Render the records, from the line containing "in black coat" through the end of the records, as a Markdown table. Use the columns Row and Line, give each line its own numbered row, and omit blank lines.

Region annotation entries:

┌────────

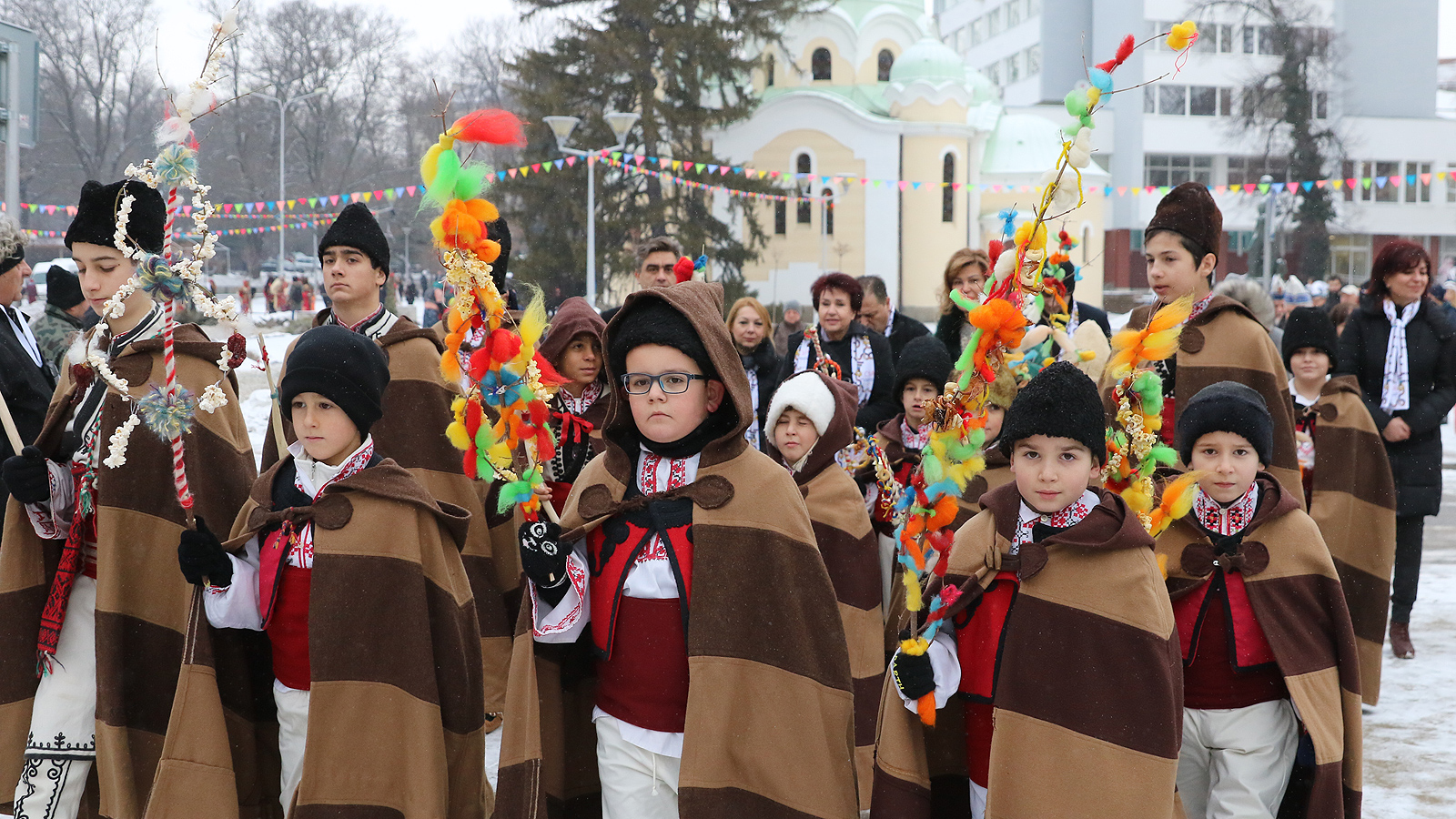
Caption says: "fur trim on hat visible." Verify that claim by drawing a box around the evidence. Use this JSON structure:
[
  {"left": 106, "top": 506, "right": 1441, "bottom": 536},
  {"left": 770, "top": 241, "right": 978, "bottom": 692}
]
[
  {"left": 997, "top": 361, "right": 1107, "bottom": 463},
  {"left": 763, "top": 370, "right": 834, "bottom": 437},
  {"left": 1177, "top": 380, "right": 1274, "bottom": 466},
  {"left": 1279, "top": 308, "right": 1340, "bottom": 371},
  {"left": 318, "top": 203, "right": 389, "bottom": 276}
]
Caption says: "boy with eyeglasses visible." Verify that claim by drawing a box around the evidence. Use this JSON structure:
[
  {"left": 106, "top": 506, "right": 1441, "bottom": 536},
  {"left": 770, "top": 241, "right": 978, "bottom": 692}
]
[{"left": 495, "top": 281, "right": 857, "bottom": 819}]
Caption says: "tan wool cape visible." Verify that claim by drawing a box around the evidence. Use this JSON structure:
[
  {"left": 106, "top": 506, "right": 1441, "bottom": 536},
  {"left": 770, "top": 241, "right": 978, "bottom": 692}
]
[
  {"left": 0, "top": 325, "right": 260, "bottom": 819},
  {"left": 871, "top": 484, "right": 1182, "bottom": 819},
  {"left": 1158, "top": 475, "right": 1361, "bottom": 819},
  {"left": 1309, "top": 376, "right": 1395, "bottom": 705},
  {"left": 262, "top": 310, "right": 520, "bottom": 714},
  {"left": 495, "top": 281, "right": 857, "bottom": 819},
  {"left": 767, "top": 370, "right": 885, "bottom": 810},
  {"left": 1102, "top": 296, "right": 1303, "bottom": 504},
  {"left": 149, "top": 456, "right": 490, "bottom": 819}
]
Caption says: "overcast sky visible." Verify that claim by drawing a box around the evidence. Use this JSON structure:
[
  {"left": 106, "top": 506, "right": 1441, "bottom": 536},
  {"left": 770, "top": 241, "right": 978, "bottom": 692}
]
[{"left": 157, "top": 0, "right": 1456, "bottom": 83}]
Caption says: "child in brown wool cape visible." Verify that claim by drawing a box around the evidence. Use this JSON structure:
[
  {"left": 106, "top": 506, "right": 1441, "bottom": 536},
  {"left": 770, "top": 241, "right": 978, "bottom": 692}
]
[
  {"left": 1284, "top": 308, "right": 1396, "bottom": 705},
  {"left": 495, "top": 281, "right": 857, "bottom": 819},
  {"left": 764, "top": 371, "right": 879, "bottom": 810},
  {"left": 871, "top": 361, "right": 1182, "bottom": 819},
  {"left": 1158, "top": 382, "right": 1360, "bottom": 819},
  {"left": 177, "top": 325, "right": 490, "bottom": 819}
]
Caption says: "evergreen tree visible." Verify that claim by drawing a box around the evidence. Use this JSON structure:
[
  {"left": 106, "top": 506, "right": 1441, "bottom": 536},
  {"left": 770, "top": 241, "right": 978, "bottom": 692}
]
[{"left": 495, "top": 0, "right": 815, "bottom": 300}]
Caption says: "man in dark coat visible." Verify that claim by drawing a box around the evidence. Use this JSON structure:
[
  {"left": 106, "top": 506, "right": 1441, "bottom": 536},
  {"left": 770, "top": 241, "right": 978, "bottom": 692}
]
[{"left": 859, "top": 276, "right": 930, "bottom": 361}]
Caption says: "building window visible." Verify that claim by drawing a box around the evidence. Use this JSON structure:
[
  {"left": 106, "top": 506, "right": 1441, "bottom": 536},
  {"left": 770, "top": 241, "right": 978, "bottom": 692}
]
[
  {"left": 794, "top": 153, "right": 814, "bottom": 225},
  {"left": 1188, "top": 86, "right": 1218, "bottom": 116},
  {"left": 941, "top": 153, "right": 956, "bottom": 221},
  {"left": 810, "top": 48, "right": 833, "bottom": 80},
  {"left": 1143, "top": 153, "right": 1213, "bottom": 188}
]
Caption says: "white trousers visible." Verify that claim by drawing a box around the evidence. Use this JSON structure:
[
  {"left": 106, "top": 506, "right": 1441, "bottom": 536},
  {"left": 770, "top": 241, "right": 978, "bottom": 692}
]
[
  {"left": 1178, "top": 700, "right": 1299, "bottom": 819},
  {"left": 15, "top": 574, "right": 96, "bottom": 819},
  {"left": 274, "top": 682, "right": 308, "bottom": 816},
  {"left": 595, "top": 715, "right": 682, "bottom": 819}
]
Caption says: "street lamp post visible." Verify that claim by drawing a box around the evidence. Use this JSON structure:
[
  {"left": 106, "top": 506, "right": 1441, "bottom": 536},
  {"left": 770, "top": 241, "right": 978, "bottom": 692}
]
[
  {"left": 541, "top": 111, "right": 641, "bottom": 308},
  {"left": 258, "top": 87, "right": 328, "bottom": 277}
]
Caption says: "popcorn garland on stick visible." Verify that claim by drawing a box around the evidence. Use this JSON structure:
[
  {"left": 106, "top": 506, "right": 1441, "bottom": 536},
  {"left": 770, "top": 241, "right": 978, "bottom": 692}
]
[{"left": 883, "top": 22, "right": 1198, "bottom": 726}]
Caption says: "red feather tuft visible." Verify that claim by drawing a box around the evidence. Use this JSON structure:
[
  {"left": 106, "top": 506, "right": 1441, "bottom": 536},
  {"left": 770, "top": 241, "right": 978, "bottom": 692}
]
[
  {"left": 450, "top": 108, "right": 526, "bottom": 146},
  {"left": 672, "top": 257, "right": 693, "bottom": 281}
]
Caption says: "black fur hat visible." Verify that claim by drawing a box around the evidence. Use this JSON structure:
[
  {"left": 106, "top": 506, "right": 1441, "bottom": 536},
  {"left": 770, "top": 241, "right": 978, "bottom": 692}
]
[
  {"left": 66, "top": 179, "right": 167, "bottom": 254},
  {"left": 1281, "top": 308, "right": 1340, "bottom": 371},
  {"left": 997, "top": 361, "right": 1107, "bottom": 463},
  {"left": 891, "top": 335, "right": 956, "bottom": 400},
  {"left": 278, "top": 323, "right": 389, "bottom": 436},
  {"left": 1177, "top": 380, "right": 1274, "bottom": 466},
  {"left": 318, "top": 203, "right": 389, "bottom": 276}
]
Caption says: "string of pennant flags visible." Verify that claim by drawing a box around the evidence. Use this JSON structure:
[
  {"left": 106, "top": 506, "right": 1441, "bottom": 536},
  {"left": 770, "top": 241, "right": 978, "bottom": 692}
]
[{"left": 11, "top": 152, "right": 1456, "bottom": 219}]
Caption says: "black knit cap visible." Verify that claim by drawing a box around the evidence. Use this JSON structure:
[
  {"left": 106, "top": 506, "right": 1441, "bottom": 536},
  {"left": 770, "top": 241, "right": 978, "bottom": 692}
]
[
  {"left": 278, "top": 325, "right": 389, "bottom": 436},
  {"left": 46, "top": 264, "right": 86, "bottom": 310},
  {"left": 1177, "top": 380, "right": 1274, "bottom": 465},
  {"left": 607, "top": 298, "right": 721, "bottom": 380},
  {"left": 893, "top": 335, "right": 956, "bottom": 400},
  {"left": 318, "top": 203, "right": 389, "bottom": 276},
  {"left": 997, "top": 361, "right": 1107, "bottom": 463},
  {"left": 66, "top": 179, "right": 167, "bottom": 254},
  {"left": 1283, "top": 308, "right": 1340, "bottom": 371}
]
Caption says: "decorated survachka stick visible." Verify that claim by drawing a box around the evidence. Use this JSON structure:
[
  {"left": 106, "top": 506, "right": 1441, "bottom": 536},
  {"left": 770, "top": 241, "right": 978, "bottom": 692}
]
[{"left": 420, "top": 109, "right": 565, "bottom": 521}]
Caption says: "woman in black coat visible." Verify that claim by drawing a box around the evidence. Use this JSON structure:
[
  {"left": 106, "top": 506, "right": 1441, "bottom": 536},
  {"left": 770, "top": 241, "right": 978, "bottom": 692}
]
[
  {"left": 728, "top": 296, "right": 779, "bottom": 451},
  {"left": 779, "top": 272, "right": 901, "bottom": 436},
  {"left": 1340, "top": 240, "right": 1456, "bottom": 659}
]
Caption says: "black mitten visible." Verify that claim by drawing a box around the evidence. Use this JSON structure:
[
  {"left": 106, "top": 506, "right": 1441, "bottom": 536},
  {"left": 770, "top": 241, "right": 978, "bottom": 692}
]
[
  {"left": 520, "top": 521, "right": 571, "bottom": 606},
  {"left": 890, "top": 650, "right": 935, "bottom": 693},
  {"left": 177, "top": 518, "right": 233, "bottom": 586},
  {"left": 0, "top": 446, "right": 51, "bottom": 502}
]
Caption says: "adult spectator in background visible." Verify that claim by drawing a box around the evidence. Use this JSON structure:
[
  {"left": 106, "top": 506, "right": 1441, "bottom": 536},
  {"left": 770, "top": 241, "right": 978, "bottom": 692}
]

└────────

Complete output:
| Row | Line |
|---|---|
| 1 | Caption says: "woman in black coat visible." Verify that claim by drawing a box around the evidence. Use this JSON structure: |
| 2 | [ |
| 3 |   {"left": 106, "top": 506, "right": 1441, "bottom": 536}, |
| 4 |   {"left": 770, "top": 241, "right": 978, "bottom": 692} |
| 5 | ] |
| 6 | [ |
| 7 |   {"left": 728, "top": 296, "right": 779, "bottom": 451}, |
| 8 |   {"left": 779, "top": 272, "right": 901, "bottom": 436}, |
| 9 |   {"left": 1340, "top": 240, "right": 1456, "bottom": 659} |
| 10 | ] |
| 11 | Caption says: "black mitten visible." Verify that claim by drawing a box around the evidence. Use this JSON structure: |
| 12 | [ |
| 13 |   {"left": 106, "top": 506, "right": 1441, "bottom": 536}, |
| 14 |   {"left": 770, "top": 241, "right": 978, "bottom": 692} |
| 15 | ] |
| 16 | [ |
| 17 |   {"left": 520, "top": 521, "right": 571, "bottom": 606}, |
| 18 |   {"left": 890, "top": 650, "right": 935, "bottom": 693}, |
| 19 |   {"left": 177, "top": 518, "right": 233, "bottom": 586}, |
| 20 |   {"left": 0, "top": 446, "right": 51, "bottom": 502} |
| 21 | ] |
| 22 | Caption says: "adult spectator in background visible." Verify that claim by drawing a box around the evidence. Use this JSON structure: |
| 23 | [ |
| 24 |   {"left": 106, "top": 506, "right": 1441, "bottom": 536}, |
| 25 |   {"left": 770, "top": 241, "right": 978, "bottom": 692} |
| 26 | ] |